# Algae ID help



## Dave B (Feb 20, 2004)

Here is a picture of an algae that has been growing in my tank for a while now. It doesn't pose a problem with any fast growing plants because I prune the effected leaves, but it does make problems on the slow growers like the Java fern, crypts and on the driftwood. It grows mostly, but not always on the leaf edges. I've read a lot of descriptions of algae but I'm not sure exactly which one this is. It has a gray color and it sometimes grows over 1/2 inch long. My shrimp seem to trim some of it down but they don't keep up with it. The ottos and SAEs don't seem to touch it.

Any idea which algae it is and how to keep it under control?

29 gallon
20 ppm Co2
5-10 ppm nitrate (KNO3)
.2-.5 ppm phosphate (KH2PO4)
2.5 ml flourish Iron (daily)
3 ml TMG (daily)
2X55w PCs
Water change once a week


----------



## Sir_BlackhOle (Jan 25, 2004)

I've got something similar to that in my tank. I think its just hair algae. My SAE's sometimes munch on it, but dont really bother with it too much. Hopefully the amanos I have coming this week will like it.


----------



## psidriven (Feb 21, 2004)

I had the same algae and my shrimp never touched it. It eventually went away when I increased the dosing of FL trace and FL fe to 1 ml daily for my 40 gallon w/ 240 watts. It disappeared about 2 weeks after I increased the dosing.

◆ **Dataset rows**
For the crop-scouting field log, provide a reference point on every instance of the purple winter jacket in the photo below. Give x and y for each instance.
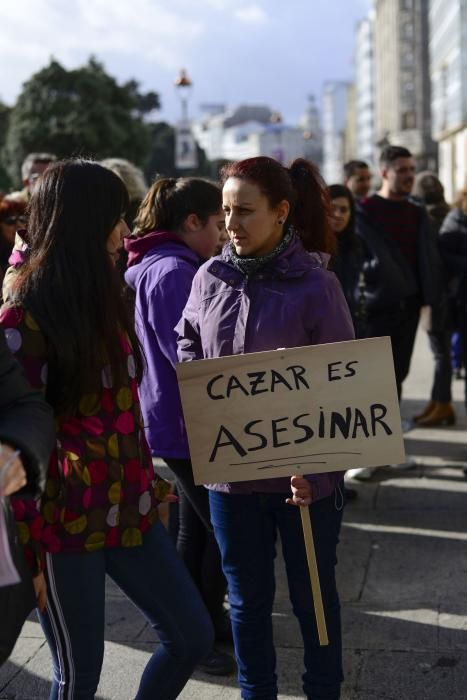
(291, 302)
(162, 281)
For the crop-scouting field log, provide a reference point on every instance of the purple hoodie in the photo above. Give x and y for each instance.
(293, 301)
(161, 275)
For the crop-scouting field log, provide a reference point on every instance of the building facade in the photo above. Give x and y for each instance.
(448, 70)
(248, 131)
(402, 79)
(365, 90)
(335, 104)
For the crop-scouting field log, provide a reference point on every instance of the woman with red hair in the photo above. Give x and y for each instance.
(269, 288)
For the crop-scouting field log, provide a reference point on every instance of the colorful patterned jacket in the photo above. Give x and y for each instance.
(101, 490)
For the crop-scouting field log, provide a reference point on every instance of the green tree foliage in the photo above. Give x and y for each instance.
(79, 112)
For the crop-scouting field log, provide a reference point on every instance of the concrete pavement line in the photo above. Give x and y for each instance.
(424, 616)
(21, 668)
(399, 530)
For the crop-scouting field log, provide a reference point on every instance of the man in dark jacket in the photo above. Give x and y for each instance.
(27, 426)
(403, 272)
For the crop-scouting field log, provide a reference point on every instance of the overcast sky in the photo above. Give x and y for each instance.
(272, 52)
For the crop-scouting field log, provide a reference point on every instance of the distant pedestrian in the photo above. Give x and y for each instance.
(268, 289)
(178, 227)
(453, 243)
(27, 437)
(348, 261)
(32, 167)
(12, 218)
(402, 272)
(438, 319)
(357, 177)
(68, 326)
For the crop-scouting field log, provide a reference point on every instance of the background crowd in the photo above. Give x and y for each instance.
(107, 283)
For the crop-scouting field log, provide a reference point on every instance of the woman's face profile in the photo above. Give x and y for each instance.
(252, 225)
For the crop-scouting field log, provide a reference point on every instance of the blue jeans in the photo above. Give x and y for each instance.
(246, 528)
(156, 581)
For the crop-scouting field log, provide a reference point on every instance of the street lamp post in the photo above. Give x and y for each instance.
(186, 157)
(276, 121)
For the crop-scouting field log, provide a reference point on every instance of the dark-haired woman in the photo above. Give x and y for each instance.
(68, 326)
(177, 228)
(268, 289)
(347, 263)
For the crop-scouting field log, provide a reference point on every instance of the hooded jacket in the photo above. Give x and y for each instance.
(161, 270)
(292, 301)
(388, 275)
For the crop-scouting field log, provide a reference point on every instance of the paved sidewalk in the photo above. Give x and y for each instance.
(403, 582)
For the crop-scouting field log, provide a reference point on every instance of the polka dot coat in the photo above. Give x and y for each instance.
(101, 489)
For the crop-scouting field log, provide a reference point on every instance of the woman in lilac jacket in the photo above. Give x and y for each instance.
(266, 291)
(177, 227)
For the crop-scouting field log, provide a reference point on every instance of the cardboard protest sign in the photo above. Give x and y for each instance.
(303, 410)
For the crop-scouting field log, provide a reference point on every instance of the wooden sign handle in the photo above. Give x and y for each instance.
(314, 576)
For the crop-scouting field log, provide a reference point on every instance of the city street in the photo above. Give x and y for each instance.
(402, 576)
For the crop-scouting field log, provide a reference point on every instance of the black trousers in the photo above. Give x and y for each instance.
(440, 343)
(196, 543)
(400, 323)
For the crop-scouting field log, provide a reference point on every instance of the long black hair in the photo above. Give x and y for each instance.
(69, 283)
(171, 200)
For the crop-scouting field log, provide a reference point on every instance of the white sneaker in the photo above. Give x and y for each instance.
(410, 463)
(407, 425)
(361, 473)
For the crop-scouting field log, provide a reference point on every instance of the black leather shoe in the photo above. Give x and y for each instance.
(350, 494)
(223, 628)
(217, 663)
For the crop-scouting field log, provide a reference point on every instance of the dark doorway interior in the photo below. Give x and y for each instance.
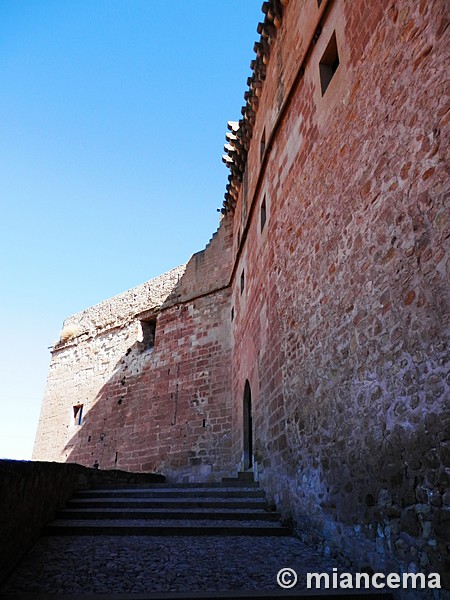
(248, 450)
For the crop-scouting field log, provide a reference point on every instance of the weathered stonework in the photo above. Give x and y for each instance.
(326, 293)
(165, 407)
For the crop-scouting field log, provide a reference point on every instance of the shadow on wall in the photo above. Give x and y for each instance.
(167, 406)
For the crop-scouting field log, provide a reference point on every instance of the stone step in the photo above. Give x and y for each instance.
(242, 476)
(170, 492)
(231, 482)
(173, 503)
(151, 513)
(171, 527)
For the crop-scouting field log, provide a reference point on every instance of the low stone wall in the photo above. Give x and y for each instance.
(31, 493)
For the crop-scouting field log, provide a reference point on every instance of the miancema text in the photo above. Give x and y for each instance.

◆ **Exercise task 1**
Repeat the stretch of the algae thread from "## Sir_BlackhOle (Jan" through "will like it.", swapping "hair algae" for "black beard algae".
◆ **Exercise task 2**
Carry on the algae thread from the point where it stops.

◆ **Exercise response 1**
## Sir_BlackhOle (Jan 25, 2004)

I've got something similar to that in my tank. I think its just black beard algae. My SAE's sometimes munch on it, but dont really bother with it too much. Hopefully the amanos I have coming this week will like it.

◆ **Exercise response 2**
Maybe play with your fert dosing. Just make sure to keep an eye on how your plants are doing.


----------



## Hanzo (Mar 9, 2004)

Had the same stuff I think, it went away soon after I startet dosing iron.


----------



## litesky (Feb 9, 2004)

same story. It all depends on your fert dosing.


----------



## Dave B (Feb 20, 2004)

I was thinking that it could be hair algae but it seems more meaty than the hair algae that I previously had in the tank. I'll try increasing the Flourish to 4 ml per day. Does that sound like too much for 29 gallon 110 watt? I'll post the results after a few weeks. 
Thanks for the help.


----------



## Sir_BlackhOle (Jan 25, 2004)

I would be interested in finding out what happens after dosing. I think I will try increasing my flourish dosing also and see what happens. Good luck!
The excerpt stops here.